• Material shown:
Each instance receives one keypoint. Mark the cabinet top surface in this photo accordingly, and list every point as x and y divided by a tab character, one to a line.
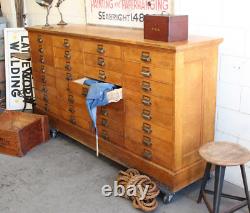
123	35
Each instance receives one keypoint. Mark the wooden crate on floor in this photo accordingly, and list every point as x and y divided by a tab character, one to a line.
20	132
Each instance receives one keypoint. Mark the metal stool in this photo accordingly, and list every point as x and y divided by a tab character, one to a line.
27	92
223	154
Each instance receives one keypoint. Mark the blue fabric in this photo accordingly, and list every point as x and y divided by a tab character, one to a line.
97	96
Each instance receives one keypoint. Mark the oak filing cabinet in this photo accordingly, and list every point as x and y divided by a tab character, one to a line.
169	89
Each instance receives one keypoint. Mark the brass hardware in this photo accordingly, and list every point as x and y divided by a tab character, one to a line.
145	56
146	114
72	120
101	62
146	141
146	100
40	39
68	67
146	86
102	75
147	128
104	112
41	50
67	55
69	77
145	72
100	49
84	91
71	99
104	122
104	135
71	109
66	43
147	154
42	60
42	69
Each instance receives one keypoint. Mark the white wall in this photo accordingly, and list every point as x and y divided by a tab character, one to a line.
228	19
224	18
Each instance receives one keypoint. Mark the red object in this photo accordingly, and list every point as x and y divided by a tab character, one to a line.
20	132
166	28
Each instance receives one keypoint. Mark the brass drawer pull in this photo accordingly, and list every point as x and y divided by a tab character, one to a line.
100	49
145	72
40	39
102	75
68	67
42	69
104	112
67	55
41	50
146	114
145	56
71	99
71	109
66	43
146	86
146	100
42	60
104	135
147	128
72	120
147	154
146	141
104	122
69	77
84	91
101	62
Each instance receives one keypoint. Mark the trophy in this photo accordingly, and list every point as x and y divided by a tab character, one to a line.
62	22
47	4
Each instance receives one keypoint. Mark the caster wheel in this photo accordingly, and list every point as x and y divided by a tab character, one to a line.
53	133
168	198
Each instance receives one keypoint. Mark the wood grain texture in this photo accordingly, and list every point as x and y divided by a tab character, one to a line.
169	91
225	154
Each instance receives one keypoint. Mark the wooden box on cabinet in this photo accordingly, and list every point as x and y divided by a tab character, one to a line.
169	94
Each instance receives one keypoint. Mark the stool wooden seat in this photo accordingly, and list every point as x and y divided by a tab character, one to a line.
223	154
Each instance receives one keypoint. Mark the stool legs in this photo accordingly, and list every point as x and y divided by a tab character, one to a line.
244	178
204	180
218	185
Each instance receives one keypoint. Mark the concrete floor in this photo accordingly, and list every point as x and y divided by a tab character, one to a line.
63	176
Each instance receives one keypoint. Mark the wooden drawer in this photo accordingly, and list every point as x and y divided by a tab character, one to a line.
148	115
149	102
103	62
109	135
148	72
148	128
77	68
148	87
71	56
110	124
67	43
150	148
104	49
114	111
103	75
46	58
38	69
148	56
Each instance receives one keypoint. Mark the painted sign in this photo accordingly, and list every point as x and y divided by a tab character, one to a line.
124	13
16	41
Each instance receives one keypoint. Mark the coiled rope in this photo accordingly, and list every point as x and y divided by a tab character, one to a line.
132	177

• Work item: Could you transcribe every entry above exactly, leaving out the images?

• Finished task:
Each instance receives one keypoint. Mark the cabinet top surface in this photo accordingly, and list every point as x and y divided by a tab character, one to a line.
123	35
Each instance receives one keypoint. Mark the wooden crate on floor in this photo accordingly, and list every point as x and y divided by a tab character, one to a line.
20	132
Each instance receives one keypoint. Mark the metal stool in this photo accordingly, and list every point as x and y divided by a tab character, one to a line.
27	92
223	154
Each instance receives one keypoint. Mark the blue fabric in this photo accordingly, and list every point as x and y divided by a tab character, one to a line.
97	96
Each instance receives one keypoint. Mark the oak filing cabinet in this photo accordingly, and list every point as x and y divided by a tab character, one to a line.
169	89
Each instance receives one keypoint. Mark the brass hardware in this photo accordingly, and list every point as x and y divided by a tab character, one to a line.
145	56
146	114
72	120
101	62
146	141
146	100
40	39
68	67
146	86
102	75
147	128
104	112
41	50
67	55
69	77
145	72
100	49
84	91
71	99
104	122
104	135
71	109
66	43
147	154
42	60
42	69
Each instance receives one keypoint. Mark the white wall in this photo accordingly, and list every point as x and y divided by a tab character, one to a line.
228	19
224	18
Each instance receives one keypoint. Mark the red object in this photo accordingly, and list every point as x and y divided by a tab character, one to a line.
20	132
166	28
Each instance receives one keypoint. Mark the brass drawer pull in this photo accordingly, and list every point as x and y divided by a tab character, one to a line.
100	49
145	72
40	39
102	75
68	67
42	69
104	112
67	55
41	50
146	114
145	56
71	99
71	109
66	43
146	86
146	100
42	60
104	135
147	128
72	120
147	154
146	141
104	122
69	77
84	91
101	62
Each instance receives one keypoint. Mark the trophy in this photo accordingly, and list every point as x and y divided by a tab character, one to a line.
62	22
47	4
Each instance receives one keypoint. Mark the caster wheel in this photo accordingly, and list every point as x and y divided by a tab character, one to a line.
53	133
168	198
Each instance receives one keypoint. Mark the wood grain texture in this photo accordingly, and list every point as x and y divided by a tab character, one to a line.
169	91
225	154
Each instance receives one keypoint. Mark the wooden box on cabinet in this photo accordingly, and list every point as x and y divided by a tab character, one to a line.
169	94
Each instance receives one keypoint. Mark the stool wooden seat in this photo accordingly, and list every point as x and y divided by a tab character, one to a line.
223	154
Each instance receives one keypoint. Mark the stool legs in this photo accordingly, and list every point as x and y divided by a tab character, one to a line.
244	178
204	180
218	185
Each instance receives one keypoint. Mark the concrete floor in this photo accordingly, and list every point as x and y divided by a tab character, one to a line.
63	176
Each instance receives one keypoint. Mark the wooden drawer in this photo accordingly, and list every point as x and y divided by a tab character, one to a line.
148	115
149	102
103	62
109	135
148	72
148	128
77	68
148	87
71	56
110	124
67	43
150	148
104	49
114	111
103	75
46	58
38	69
148	56
Each instance receives one keypoint. Mark the painted sign in this photo accordingly, and list every point as x and y divided by a tab character, one to a line.
124	13
16	41
Each instance receives one keypoint. Mark the coiled rope in this photo accordingly, and list every point as x and y divided by a tab character, one to a line.
132	177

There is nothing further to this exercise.